I’m hoping that my assuming the guise of Buzzee Bee for Halloween will somehow be an act of healing exorcism and that on November 1, I can cut off my wings, put my Reasonable Girl cape back on and get a bit more sleep.

The best surrender

I (triumphantly) snuck in some writing tonight because I realized that strictly speaking I didn’t have to do my assigned reading because class was a general assembly lecture. It felt naughty. It felt good. Writing soothes a part of my soul that nothing else can get to. Also, it felt really good to give up on something mandated and grab something else more important (and alluring) to me.

I watched the Steve Jobs Stanford Commencement speech last night, as a memorial, and he discussed his philosophy of looking in the mirror each morning and trying to assess the day in the lens of “what if this were my last day?” If this were my last day, I would definitely want to spend part of it writing. I’m going to have to get more creative about finding time.

Also, it felt great to try to tackle some pointed feedback I had gotten about going with more emotion in my writing, and trying to cover less ground. I was scared, but I opened up my document, printed it, edited, and I started expanding my favorite sections. My rewrite process felt good. I felt focused and lucid, I could clearly see and cut the fat. And I’m proud of the final product. My piece about Frenchness is finally starting to work. Huzzah.

The Gazillionth Rewrite

“I feel stupid and contagious” allows me to a) honor Nirvana belatedly (jumping on media bandwagon), and b) succinctly express how I feel when my writing group critiques my work. I have been working on my Frenchness and Identity piece for a while. I must be in my fifth major re-write/re-org at the very least. Last night I had the audacity to share the piece with my writing group, and those lovely wizards clarified the million different ways in which my piece is limping along on crutches, with a bad case of…(I don’t know. I want to say charlie horse, but I’m pretty sure that’s wrong) broken ankle. They rightfully exhorted me to simplify, streamline, focus, deepen, add fuller scenes, and feel the rage. These are all excellent suggestions. I’m going to need to put on my small cape to tackle this mess. It’s not like it was a revelatory session, it was a session of dread. I hate being told that what I suspected all along was right–my nagging doubts are totally warranted. My piece doesn’t suck, it’s too tentacular. Tentacular spectacular. Apparently I have the outline of a book buried in an unevenly paced essay. Oh me oh my, I’m gonna have to work like the dickens to figure this out (again), after having worked so hard to figure it out (before) because nothing is damn linear for me when it comes to writing (darn).

“I’m worse at what I do best
And for this gift I feel blessed”

Smells like teen spirit.

Delicious Rejection

I got instantly gratified, or nearly so, with a rejection two days after submitting my work for consideration. This kind of turnaround in the zine industry is rare stuff. So I’m delighted and honored to know where I stand, at least with this one publication.
I am not however disheartened, probably because the best advice I ever got about writing was to submit often and fearlessly and expect numerous rejections, and count each rejection as taking one step closer to getting something accepted.

========================

PROMPT A:
List each suggestion the writing group gave in the passage about writing, as stated in the sentence beginning "They rightfully exhorted me".
The passage and the records come from unrelated sources.

RECORDS FOR PROCESSING:
========================

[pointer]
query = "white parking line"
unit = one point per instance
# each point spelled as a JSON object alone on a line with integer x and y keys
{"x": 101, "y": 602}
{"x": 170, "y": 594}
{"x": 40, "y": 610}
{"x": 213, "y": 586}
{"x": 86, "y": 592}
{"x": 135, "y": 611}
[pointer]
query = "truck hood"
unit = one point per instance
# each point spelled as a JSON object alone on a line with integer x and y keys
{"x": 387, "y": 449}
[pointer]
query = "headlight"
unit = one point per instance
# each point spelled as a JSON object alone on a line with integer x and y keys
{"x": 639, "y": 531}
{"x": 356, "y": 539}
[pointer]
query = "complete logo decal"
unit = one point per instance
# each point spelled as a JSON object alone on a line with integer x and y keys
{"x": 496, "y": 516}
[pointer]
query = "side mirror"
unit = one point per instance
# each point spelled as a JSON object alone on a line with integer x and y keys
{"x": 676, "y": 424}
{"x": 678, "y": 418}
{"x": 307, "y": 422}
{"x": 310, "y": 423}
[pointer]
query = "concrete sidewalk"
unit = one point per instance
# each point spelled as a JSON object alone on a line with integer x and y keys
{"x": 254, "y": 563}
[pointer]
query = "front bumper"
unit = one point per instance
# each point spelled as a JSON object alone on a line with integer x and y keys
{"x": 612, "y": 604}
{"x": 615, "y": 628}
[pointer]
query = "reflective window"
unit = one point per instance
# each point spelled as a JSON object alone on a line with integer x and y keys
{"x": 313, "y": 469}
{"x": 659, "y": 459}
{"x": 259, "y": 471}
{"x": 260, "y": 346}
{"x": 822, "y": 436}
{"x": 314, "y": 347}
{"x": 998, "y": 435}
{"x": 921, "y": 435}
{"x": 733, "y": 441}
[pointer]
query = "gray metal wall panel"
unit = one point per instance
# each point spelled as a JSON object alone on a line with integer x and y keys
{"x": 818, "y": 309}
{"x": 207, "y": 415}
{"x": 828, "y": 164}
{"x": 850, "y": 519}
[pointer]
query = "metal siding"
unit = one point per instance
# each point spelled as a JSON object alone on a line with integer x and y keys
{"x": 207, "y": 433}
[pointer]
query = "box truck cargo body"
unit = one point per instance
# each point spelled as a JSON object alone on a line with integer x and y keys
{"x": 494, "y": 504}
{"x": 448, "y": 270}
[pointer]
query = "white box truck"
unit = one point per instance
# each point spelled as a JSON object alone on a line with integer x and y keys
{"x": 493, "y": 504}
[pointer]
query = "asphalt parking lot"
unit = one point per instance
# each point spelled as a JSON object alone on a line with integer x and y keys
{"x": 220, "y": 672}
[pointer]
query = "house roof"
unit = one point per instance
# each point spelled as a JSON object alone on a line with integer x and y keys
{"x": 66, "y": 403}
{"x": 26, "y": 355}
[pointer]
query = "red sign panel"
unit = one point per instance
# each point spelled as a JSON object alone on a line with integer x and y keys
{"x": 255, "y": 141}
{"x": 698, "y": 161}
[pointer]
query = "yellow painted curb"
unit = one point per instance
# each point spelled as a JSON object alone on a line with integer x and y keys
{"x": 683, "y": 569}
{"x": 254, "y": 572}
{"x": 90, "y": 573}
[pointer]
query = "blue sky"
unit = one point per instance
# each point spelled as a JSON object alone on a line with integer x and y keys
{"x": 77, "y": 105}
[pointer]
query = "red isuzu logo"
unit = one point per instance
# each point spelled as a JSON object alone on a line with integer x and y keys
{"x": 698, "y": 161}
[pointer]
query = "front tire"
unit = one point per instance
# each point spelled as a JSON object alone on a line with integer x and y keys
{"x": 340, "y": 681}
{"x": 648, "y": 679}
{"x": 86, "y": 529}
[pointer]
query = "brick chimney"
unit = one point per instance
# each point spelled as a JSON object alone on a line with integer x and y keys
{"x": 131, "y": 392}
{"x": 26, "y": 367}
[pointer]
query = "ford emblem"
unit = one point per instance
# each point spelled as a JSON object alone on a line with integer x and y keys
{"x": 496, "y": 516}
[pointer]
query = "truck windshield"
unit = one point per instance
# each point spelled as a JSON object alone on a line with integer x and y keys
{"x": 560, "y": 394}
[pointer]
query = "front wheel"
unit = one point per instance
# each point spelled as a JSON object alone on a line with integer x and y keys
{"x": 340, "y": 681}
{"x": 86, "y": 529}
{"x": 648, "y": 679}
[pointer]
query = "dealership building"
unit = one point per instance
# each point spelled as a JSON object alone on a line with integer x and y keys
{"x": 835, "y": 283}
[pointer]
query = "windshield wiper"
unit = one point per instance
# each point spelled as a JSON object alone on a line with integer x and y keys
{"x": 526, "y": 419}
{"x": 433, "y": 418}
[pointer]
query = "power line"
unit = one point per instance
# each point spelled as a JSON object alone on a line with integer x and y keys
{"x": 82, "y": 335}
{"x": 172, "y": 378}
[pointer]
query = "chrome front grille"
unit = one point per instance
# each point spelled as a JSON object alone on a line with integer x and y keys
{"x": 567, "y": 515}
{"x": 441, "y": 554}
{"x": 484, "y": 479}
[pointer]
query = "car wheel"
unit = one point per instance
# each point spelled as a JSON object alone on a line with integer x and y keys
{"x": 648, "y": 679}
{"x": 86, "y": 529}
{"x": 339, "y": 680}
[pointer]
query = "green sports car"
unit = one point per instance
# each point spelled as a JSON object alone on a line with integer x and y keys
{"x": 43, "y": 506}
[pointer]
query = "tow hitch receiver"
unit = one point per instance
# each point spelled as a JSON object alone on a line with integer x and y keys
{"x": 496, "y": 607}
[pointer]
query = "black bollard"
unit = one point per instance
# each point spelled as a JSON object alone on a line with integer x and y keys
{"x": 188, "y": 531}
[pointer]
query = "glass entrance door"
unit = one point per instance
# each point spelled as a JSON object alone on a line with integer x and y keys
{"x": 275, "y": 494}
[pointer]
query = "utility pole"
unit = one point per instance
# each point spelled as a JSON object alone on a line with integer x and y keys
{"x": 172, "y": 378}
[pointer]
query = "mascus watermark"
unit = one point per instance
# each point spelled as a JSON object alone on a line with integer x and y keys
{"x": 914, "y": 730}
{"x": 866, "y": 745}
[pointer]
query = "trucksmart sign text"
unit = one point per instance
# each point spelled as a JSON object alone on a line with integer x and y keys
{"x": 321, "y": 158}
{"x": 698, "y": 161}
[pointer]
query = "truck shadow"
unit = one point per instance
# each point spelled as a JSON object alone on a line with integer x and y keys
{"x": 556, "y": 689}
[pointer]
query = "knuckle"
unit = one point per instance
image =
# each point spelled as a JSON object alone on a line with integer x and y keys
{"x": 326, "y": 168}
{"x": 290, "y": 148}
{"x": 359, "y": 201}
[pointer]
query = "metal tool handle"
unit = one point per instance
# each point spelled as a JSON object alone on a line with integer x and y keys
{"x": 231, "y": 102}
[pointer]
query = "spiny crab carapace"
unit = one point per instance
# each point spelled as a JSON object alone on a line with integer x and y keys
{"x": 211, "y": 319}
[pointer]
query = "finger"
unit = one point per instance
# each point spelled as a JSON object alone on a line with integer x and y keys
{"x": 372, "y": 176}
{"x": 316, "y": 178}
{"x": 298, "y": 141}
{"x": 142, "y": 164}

========================

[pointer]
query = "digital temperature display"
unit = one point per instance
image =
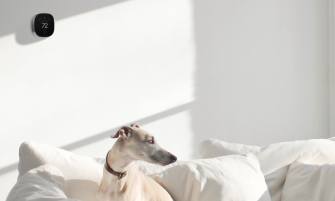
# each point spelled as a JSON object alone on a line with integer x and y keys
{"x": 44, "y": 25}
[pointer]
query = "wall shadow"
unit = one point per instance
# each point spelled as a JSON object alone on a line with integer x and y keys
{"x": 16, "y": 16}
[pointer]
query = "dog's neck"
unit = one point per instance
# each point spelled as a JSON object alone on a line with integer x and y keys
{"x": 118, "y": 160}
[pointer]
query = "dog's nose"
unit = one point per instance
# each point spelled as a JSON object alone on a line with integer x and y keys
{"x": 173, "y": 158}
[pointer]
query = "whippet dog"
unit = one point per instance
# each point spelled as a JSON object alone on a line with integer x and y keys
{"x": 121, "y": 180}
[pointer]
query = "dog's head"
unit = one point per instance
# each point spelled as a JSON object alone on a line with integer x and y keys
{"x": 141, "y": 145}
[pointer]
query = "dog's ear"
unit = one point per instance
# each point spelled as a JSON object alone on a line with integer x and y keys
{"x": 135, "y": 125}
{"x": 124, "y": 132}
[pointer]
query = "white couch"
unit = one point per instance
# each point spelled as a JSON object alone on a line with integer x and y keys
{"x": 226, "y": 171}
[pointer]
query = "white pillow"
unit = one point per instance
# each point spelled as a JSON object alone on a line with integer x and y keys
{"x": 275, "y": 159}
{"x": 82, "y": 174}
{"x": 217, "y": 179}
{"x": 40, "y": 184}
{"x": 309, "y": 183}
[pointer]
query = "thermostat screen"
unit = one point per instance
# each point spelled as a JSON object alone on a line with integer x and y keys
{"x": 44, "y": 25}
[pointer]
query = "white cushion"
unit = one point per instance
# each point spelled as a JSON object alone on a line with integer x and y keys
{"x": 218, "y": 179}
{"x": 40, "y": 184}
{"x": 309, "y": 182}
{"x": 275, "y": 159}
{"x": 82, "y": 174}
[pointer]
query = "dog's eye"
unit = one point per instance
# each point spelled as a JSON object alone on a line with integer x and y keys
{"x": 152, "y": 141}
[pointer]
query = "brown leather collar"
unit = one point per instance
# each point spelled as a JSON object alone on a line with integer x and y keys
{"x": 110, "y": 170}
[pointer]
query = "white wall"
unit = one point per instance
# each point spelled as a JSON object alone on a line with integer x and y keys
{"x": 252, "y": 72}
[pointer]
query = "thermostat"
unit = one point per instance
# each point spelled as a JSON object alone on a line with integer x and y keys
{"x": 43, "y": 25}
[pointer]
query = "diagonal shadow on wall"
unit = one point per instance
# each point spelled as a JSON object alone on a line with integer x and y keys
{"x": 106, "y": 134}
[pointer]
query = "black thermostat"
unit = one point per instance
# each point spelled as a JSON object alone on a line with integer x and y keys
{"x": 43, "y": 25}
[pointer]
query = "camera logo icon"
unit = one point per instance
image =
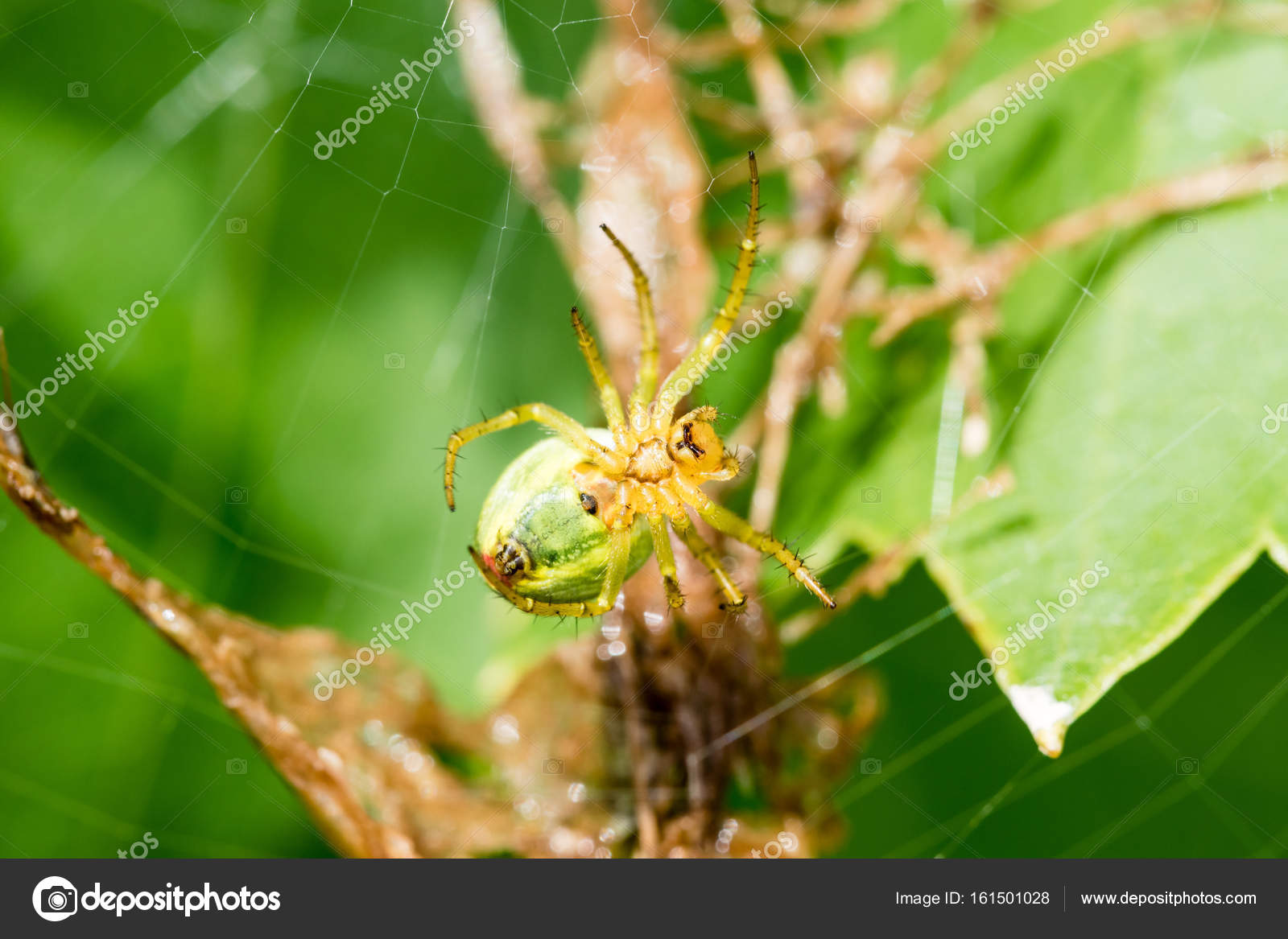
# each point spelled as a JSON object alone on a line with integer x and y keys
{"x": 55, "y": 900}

========================

PROMPT B:
Collect every line in the records that contains the string "metal". Case counts.

WRITTEN REPLY A:
simplify
streamline
focus
deepen
add fuller scenes
feel the rage

WRITTEN REPLY B:
query = "gray metal wall panel"
query = "metal siding"
query = "metal tool handle"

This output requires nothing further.